*** EXTRACT

The source code of the program is saved in

/home/ubuntu/ros2_ws/src/xf_mic_asr_offline/scripts/voice_control_move.py

(1) Function:

① Main：

def main():
    node = VoiceControMovelNode('voice_control_move')
    rclpy.spin(node)
    node.destroy_node()
    rclpy.shutdown()

Enable the voice-controlled motion.

(2) Class:

① Init：

    def __init__(self, name):
        rclpy.init()
        super().__init__(name)

        self.angle = None
        self.words = None
        self.running = True
        self.haved_stop = False
        self.last_status = Twist()

        self.language = os.environ['ASR_LANGUAGE']
        self.mecanum_pub = self.create_publisher(Twist, '/controller/cmd_vel', 1)
        self.buzzer_pub = self.create_publisher(BuzzerState, '/ros_robot_controller/set_buzzer', 1)
        self.create_subscription(String, '/asr_node/voice_words', self.words_callback, 1)
        self.create_subscription(Int32, '/awake_node/angle', self.angle_callback, 1)

        self.client = self.create_client(Trigger, '/asr_node/init_finish')
        self.client.wait_for_service()  # Blocking wait(阻塞等待)
        self.declare_parameter('delay', 0)
        time.sleep(self.get_parameter('delay').value)
        self.mecanum_pub.publish(Twist())
        self.play('running')

        self.get_logger().info('唤醒口令: 小幻小幻(Wake up word: hello hiwonder)')
        self.get_logger().info('唤醒后15秒内可以不用再唤醒(No need to wake up within 15 seconds after waking up)')
        self.get_logger().info('控制指令: 左转 右转 前进 后退(Voice command: turn left/turn right/go forward/go backward)')
        self.time_stamp = time.time()
        self.current_time_stamp = time.time()
        threading.Thread(target=self.main, daemon=True).start()
        self.create_service(Trigger, '~/init_finish', self.get_node_state)
        self.get_logger().info('\033[1;32m%s\033[0m' % 'start')

Initialize various parameters, call the chassis node, buzzer node, radar node, and voice recognition node, and finally start the main function.

② get_node_state:

    def get_node_state(self, request, response):
        response.success = True
        return response

Initialize the status of the node.

③ Play：

    def play(self, name):
        voice_play.play(name, language=self.language)

④ Play the audio

words_callback：

    def words_callback(self, msg):
        self.words = json.dumps(msg.data, ensure_ascii=False)[1:-1]
        if self.language == 'Chinese':
            self.words = self.words.replace(' ', '')
        self.get_logger().info('words:%s' % self.words)
        if self.words is not None and self.words not in ['唤醒成功(wake-up-success)', '休眠(Sleep)', '失败5次(Fail-5-times)',
                                                         '失败10次(Fail-10-times']:
            pass
        elif self.words == '唤醒成功(wake-up-success)':
            self.play('awake')
        elif self.words == '休眠(Sleep)':
            msg = BuzzerState()

******

EXERCISE SET:
1 - In the voice-control code walkthrough, to which topic does the chassis publisher created in the init method send its Twist messages?
2 - Pick up the voice-control code walkthrough after its final line and continue it.

*** DATA SECTION

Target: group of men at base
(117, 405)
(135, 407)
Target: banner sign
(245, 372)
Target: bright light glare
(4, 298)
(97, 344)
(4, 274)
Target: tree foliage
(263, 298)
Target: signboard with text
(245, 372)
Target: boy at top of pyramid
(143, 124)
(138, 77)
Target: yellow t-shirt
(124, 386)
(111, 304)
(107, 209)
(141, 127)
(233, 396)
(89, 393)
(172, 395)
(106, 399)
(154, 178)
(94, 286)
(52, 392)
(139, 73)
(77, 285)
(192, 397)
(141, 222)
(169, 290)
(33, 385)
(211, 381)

******
*** DATA SECTION

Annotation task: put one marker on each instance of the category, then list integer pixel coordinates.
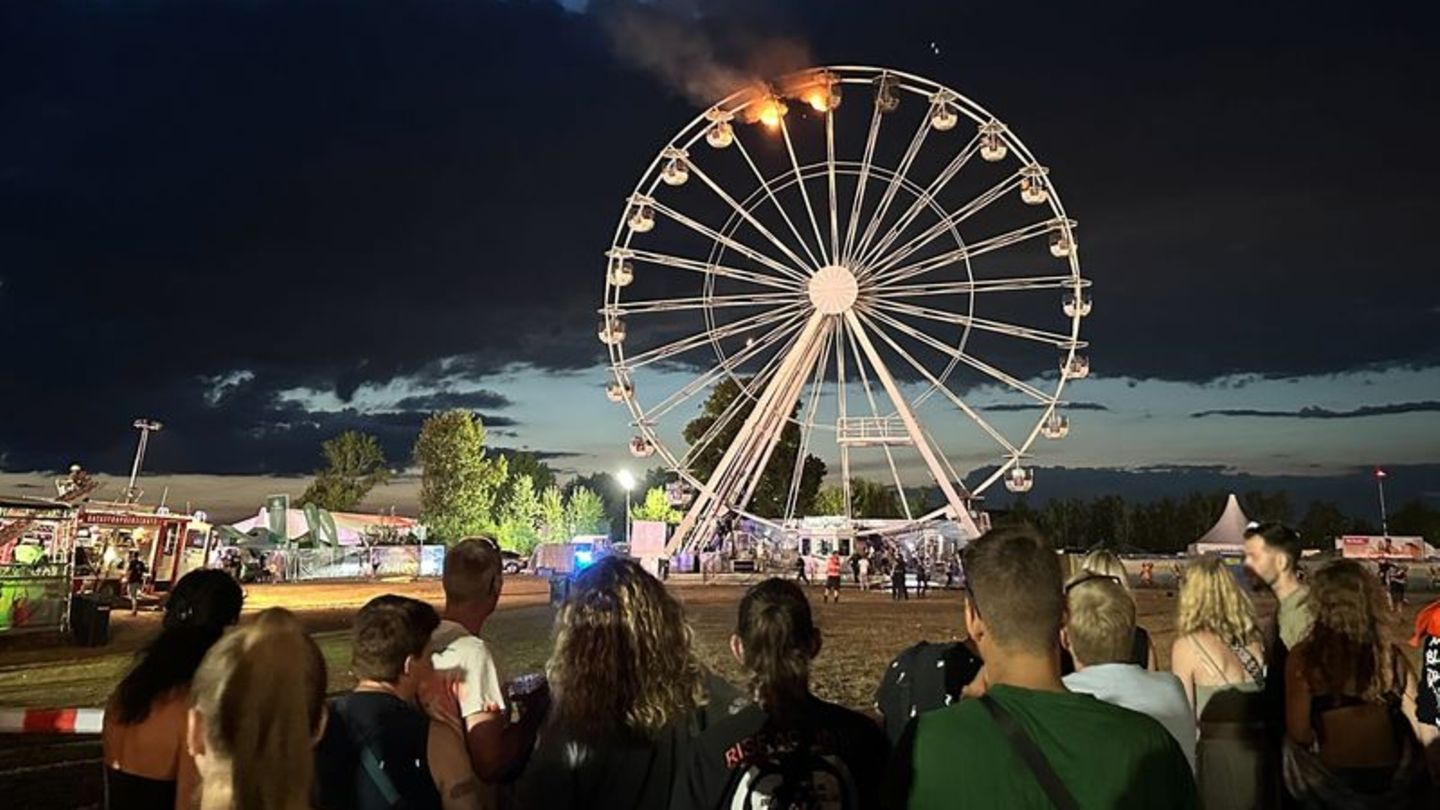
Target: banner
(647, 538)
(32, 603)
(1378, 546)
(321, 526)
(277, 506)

******

THE ANSWERS:
1 - It publishes to '/controller/cmd_vel'.

2 -
            msg.freq = 1000
            msg.on_time = 0.1

            msg.off_time = 0.01
            msg.repeat = 1
            self.buzzer_pub.publish(msg)

The voice recognition callback function reads data returned by the microphone through the node.

⑤ angle_callback：

    def angle_callback(self, msg):
        self.angle = msg.data
        self.get_logger().info('angle:%s' % self.angle)
        self.start_follow = False
        self.mecanum_pub.publish(Twist())

The sound source recognition callback function will determine the angle of the sound source relative to the microphone based on the wake-up signal.

⑥ Main：

    def main(self):
        while True:
            if self.words is not None:
                twist = Twist()
                if self.words == '前进' or self.words == 'go forward':
                    self.play('go')
                    self.time_stamp = time.time() + 2
                    twist.linear.x = 0.2
                elif self.words == '后退' or self.words == 'go backward':
                    self.play('back')
                    self.time_stamp = time.time() + 2
                    twist.linear.x = -0.2
                elif self.words == '左转' or self.words == 'turn left':
                    self.play('turn_left')
                    self.time_stamp = time.time() + 2
                    twist.linear.x = 0.2
                    twist.angular.z = twist.linear.x/0.5 
                elif self.words == '右转' or self.words == 'turn right':
                    self.play('turn_right')
                    self.time_stamp = time.time() + 2
                    twist.linear.x = 0.2
                    twist.angular.z = -twist.linear.x/0.5
                elif self.words == '休眠(Sleep)':
                    time.sleep(0.01)
                self.words = None
                self.haved_stop = False
                self.mecanum_pub.publish(twist)
            else:
                time.sleep(0.01)
            self.current_time_stamp = time.time()
            if self.time_stamp < self.current_time_stamp and not self.haved_stop:
                self.mecanum_pub.publish(Twist())
                self.haved_stop = True

After receiving commands, the execution strategy adjusts the linear and angular velocities differently based on each command, thereby controlling the robot for various movements.

8.4.6 Function Extension

Change Wake-Up Command

The default wake-up command is “Hello Hiwonder”, which can be changed by revising the configuration file. For example, change it to “小爱小爱”.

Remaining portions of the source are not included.